• _Task requirements_: The string "positive" may appear on lines of the entries below; report how many such lines there are, and only that.
BEGIN Task material
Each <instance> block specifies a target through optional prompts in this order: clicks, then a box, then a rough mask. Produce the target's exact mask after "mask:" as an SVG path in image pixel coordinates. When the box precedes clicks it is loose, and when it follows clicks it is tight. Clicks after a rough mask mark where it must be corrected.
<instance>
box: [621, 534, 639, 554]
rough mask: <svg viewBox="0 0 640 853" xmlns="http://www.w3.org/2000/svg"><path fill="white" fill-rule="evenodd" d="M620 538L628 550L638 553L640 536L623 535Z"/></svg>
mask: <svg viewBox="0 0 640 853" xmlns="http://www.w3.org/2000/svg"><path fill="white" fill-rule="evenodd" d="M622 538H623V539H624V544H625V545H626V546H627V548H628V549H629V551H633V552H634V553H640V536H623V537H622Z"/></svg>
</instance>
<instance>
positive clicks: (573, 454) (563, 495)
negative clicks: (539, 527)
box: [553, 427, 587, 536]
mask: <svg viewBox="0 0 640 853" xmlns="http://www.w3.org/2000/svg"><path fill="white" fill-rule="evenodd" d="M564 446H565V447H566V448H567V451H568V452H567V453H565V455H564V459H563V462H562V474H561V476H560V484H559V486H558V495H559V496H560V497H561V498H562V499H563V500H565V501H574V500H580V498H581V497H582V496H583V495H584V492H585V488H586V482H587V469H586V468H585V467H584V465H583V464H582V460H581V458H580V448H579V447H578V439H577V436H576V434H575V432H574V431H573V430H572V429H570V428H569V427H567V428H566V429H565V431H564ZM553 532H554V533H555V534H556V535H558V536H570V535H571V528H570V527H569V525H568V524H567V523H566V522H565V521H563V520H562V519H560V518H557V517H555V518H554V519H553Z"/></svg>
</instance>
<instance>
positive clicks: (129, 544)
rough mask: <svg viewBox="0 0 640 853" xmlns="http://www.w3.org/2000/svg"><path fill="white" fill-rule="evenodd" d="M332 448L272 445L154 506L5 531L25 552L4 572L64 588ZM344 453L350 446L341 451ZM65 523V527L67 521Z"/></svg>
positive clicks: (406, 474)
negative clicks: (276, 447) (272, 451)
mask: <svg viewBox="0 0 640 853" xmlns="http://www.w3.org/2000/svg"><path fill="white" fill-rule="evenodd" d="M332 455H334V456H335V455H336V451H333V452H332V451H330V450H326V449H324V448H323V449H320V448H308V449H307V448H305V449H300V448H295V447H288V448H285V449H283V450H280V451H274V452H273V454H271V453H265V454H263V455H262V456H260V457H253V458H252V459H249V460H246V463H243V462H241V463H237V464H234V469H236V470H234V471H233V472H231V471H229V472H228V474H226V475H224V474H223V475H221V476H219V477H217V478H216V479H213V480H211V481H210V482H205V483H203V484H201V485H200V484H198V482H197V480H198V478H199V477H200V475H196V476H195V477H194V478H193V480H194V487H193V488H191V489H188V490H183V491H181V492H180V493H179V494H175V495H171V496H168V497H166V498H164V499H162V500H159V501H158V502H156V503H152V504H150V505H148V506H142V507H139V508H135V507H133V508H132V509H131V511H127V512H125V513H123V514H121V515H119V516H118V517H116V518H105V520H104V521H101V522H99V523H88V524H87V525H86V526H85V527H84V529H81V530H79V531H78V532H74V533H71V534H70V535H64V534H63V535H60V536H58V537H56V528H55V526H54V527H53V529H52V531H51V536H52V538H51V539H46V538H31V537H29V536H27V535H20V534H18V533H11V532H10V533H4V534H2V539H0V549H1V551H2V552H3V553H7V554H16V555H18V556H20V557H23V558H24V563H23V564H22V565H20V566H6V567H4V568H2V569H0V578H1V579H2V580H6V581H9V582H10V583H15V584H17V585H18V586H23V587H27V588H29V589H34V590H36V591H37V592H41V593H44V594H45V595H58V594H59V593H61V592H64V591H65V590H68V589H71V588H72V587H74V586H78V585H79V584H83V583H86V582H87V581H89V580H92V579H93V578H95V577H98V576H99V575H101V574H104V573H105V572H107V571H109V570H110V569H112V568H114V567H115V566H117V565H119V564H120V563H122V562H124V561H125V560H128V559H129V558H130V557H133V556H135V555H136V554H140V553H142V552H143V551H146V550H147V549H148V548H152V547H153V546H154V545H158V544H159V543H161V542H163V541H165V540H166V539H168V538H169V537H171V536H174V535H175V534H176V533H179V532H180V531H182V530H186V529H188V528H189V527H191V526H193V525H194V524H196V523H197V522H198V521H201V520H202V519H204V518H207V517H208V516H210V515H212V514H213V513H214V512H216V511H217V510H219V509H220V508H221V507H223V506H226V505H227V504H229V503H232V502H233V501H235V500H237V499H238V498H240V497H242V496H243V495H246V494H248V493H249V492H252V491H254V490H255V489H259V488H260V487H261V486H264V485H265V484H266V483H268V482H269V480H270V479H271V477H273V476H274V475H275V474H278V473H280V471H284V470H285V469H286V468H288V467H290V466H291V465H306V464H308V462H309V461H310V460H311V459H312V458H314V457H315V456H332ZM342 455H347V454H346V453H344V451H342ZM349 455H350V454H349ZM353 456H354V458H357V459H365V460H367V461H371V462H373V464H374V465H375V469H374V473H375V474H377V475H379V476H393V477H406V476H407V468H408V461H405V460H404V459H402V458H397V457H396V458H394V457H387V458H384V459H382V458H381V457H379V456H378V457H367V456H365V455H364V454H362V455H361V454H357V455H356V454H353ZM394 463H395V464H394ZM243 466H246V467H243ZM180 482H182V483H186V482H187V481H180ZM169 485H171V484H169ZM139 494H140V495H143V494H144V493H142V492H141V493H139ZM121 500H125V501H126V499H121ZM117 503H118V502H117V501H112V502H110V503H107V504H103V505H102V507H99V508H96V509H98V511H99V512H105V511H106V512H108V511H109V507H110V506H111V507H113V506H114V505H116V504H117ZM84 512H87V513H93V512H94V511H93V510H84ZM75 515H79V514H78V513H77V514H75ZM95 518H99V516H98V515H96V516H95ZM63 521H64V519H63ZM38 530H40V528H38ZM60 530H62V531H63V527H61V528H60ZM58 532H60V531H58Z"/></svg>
END Task material
• _Result_: 3